»»

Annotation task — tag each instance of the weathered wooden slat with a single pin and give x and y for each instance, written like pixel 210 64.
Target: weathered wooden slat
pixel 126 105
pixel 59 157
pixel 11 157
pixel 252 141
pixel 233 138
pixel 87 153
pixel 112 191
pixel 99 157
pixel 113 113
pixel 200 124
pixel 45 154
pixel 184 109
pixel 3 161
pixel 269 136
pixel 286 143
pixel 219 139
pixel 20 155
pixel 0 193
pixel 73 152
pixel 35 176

««

Problem to work on: Present every line of the rows above as a Markdown table with the columns "Row" and "Line". Number each line and omit any blank lines.

Reply:
| Row | Line |
|---|---|
| 1 | Annotation task — tag each instance of the weathered wooden slat with a single pin and give x and y for each instance, written like pixel 210 64. |
| 2 | Target: weathered wooden slat |
| 3 | pixel 126 105 |
| 4 | pixel 59 157 |
| 5 | pixel 11 157 |
| 6 | pixel 252 141 |
| 7 | pixel 233 138 |
| 8 | pixel 87 153 |
| 9 | pixel 112 191 |
| 10 | pixel 99 157 |
| 11 | pixel 113 113 |
| 12 | pixel 200 124 |
| 13 | pixel 45 154 |
| 14 | pixel 184 109 |
| 15 | pixel 3 161 |
| 16 | pixel 269 136 |
| 17 | pixel 286 143 |
| 18 | pixel 219 139 |
| 19 | pixel 20 155 |
| 20 | pixel 0 193 |
| 21 | pixel 73 152 |
| 22 | pixel 35 176 |